WORK TO BE COMPLETED:
Continue the account of the USS Leopold's sinking from the point where it stops.

PASSAGE:
On this day in 1944, the last survivor of USS Leopold is pulled from a frigid Atlantic Ocean. Amazingly, 28 men had survived—for hours—in ocean waters that hovered just 15 degrees above freezing.

But could those men have been rescued earlier? More certainly would have survived, if so.

USS Leopold's launch in Orange, Texas (June 1943)

Close to 200 men had been serving aboard Leopold, a Coast Guard-manned destroyer then accompanying a convoy between the United States and the United Kingdom. Or, at least, it was until Leopold’s sonar detected a submarine at about 7:50 p.m. on March 9.

The crew rushed to battle stations. Within a matter of minutes, star shells and tracers lit up the night sky. The German submarine got off one torpedo then went into a steep dive.

Extracted data entries:
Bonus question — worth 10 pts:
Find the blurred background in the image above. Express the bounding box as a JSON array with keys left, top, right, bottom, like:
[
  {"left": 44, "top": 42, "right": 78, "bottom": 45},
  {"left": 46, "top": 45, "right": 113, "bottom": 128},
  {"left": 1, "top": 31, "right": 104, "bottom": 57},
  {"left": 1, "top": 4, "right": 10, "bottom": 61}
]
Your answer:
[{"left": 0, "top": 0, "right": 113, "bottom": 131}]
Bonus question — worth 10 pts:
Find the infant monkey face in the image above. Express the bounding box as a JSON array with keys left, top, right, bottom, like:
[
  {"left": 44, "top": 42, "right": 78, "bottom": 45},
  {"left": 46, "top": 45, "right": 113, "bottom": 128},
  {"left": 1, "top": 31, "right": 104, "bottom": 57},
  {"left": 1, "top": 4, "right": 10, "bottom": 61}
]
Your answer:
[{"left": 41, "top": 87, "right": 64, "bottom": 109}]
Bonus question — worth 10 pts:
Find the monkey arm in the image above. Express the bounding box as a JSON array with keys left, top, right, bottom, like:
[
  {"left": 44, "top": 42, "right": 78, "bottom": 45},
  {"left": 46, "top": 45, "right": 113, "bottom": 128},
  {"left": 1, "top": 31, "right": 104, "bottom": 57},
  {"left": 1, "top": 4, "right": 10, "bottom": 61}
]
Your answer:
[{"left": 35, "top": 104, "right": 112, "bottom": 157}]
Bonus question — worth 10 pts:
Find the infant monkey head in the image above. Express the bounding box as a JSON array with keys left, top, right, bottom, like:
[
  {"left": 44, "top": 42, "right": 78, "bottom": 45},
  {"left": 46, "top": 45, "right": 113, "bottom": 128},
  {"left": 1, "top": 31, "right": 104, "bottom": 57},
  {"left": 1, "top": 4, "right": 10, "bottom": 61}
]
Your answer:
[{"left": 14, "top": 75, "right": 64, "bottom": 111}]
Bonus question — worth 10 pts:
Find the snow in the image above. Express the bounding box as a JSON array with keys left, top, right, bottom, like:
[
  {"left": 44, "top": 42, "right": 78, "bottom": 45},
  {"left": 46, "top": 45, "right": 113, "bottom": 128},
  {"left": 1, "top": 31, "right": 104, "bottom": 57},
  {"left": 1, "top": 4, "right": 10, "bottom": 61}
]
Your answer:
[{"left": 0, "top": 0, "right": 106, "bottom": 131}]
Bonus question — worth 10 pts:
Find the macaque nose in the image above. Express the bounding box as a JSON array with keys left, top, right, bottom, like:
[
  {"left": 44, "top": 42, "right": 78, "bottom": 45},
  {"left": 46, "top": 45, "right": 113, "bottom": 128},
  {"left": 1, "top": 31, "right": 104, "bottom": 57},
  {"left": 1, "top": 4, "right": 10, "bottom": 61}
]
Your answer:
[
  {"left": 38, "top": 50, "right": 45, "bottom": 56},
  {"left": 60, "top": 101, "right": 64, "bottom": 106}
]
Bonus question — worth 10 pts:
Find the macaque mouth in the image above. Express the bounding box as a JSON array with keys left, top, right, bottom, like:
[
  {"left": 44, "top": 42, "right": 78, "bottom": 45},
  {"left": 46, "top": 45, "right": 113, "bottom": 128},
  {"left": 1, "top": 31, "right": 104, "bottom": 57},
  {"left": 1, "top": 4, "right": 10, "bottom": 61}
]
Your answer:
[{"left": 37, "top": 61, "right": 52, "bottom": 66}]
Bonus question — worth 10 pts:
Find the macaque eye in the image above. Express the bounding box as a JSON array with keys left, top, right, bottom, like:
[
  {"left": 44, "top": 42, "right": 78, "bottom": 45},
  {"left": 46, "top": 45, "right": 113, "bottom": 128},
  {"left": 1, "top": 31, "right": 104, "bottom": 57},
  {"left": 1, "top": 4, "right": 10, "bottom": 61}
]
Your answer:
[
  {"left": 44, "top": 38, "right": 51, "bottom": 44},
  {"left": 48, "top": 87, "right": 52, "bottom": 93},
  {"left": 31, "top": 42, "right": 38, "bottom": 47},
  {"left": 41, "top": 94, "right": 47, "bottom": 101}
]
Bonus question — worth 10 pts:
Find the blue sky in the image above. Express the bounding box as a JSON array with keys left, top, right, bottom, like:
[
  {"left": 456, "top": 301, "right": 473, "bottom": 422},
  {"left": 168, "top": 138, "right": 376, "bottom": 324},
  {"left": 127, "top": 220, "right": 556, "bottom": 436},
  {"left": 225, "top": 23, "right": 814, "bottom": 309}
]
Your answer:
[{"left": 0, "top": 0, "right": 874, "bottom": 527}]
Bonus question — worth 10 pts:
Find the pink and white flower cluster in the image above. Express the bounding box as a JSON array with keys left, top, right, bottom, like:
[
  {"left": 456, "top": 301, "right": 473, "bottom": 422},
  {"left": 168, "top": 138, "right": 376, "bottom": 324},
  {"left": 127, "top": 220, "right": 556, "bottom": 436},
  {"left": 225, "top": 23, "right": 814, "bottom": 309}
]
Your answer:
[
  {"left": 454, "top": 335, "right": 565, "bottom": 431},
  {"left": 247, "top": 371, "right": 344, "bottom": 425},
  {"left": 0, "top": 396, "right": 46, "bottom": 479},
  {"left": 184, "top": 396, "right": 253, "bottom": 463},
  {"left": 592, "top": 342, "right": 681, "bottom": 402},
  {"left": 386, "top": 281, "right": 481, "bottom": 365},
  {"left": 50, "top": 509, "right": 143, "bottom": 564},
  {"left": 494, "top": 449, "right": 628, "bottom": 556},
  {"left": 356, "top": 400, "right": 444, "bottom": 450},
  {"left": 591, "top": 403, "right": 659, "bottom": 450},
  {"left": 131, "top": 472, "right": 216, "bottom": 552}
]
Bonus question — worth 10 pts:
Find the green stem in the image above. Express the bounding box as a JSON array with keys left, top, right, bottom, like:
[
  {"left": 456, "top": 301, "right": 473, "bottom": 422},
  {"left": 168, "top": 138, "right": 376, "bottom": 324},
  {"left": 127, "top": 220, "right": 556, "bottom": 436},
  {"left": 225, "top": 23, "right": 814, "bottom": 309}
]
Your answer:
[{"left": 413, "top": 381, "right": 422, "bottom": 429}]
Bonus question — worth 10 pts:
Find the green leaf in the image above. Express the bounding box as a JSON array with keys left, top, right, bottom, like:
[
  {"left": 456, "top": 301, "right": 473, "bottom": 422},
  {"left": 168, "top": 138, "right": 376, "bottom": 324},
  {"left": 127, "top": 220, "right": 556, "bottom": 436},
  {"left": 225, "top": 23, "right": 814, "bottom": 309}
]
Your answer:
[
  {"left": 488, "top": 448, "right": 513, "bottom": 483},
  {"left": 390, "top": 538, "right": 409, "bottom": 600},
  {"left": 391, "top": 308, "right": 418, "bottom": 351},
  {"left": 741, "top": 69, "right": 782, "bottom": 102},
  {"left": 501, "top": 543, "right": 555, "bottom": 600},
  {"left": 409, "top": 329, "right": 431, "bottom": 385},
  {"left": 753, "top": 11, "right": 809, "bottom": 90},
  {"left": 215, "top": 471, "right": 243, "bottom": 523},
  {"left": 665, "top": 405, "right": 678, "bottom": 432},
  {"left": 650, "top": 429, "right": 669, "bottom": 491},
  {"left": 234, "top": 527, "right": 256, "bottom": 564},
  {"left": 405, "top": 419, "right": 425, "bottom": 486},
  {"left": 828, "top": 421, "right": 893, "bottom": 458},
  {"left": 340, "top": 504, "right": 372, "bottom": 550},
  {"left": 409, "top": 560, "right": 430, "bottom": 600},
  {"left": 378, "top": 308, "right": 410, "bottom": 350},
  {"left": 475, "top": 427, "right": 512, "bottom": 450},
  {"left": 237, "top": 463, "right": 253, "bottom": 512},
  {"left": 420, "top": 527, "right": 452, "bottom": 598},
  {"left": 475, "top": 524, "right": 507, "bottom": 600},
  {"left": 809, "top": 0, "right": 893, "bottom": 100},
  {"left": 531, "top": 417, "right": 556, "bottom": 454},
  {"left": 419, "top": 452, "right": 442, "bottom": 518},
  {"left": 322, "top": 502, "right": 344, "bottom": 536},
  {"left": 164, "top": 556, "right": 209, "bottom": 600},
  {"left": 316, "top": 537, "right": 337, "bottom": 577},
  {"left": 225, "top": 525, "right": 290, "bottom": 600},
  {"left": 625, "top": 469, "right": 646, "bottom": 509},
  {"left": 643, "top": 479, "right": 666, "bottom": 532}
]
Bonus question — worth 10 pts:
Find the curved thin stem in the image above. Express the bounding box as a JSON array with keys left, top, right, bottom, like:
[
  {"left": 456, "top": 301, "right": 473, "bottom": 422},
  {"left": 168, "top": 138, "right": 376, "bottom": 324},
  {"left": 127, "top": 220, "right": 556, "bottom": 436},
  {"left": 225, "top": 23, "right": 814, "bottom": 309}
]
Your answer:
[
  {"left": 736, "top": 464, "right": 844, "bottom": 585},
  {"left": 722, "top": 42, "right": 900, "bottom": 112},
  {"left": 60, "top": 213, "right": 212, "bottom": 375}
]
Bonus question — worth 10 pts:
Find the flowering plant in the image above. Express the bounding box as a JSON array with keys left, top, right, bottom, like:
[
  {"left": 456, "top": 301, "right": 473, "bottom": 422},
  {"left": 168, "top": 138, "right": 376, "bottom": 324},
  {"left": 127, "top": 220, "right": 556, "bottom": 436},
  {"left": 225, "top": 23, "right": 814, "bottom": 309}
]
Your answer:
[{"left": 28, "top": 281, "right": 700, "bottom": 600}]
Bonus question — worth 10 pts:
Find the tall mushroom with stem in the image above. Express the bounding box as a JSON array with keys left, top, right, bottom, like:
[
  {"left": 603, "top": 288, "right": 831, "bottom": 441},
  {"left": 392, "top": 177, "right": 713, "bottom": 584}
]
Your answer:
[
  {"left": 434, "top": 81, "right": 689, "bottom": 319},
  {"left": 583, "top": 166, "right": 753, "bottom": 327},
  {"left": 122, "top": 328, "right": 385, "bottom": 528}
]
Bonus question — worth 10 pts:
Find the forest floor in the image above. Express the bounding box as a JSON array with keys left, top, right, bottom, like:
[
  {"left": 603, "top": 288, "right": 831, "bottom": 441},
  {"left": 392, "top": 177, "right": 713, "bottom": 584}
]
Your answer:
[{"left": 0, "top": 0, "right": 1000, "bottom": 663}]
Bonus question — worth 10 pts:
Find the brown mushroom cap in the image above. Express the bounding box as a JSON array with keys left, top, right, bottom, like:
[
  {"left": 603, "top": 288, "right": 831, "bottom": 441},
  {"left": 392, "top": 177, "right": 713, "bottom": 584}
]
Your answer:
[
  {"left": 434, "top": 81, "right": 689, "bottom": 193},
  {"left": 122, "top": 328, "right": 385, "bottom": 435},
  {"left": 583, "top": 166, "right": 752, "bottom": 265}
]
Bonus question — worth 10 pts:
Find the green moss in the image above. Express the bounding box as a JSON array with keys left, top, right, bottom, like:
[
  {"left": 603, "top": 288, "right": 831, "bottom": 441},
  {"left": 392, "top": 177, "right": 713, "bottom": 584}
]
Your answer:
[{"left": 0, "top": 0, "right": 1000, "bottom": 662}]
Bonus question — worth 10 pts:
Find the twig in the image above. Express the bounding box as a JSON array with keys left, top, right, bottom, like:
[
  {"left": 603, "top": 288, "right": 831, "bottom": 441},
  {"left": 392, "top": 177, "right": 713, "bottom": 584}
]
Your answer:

OUTPUT OF THE TASK:
“We look up and there is a sub in front of us,” gunner Nelson “Sparky” Nersasian later described, “everybody’s yelling, ‘Get those bastards. Kill them. Kill them.’ . . . someone says, ‘Torpedo,’ and there we are wide open. Absolutely no defense. Bang. Explosion. Thought I would never hear another sound in my life.”

“I was blown right out of my shoes,” S1c Troy Cowers agreed, “and into a life net a dozen feet away.” Meanwhile, S1c Richard Navotyn was badly injured, breaking his back in two places. It would be hours before he realized it, though. “I don’t even remember the explosion,” he later said, “one second I was at my battle station and the next I came to in the water, swimming toward a life raft.”

He was swimming with only his right arm. He couldn’t move his left arm or his legs.

Meanwhile, other parts of the ship were eerily calm. Some of the Coast Guardsmen weren’t even sure what had happened. Had a gun malfunctioned? When S2c Gale Fuller was ordered to put the depth charges in “safe” mode, he was puzzled. Was the ship going down?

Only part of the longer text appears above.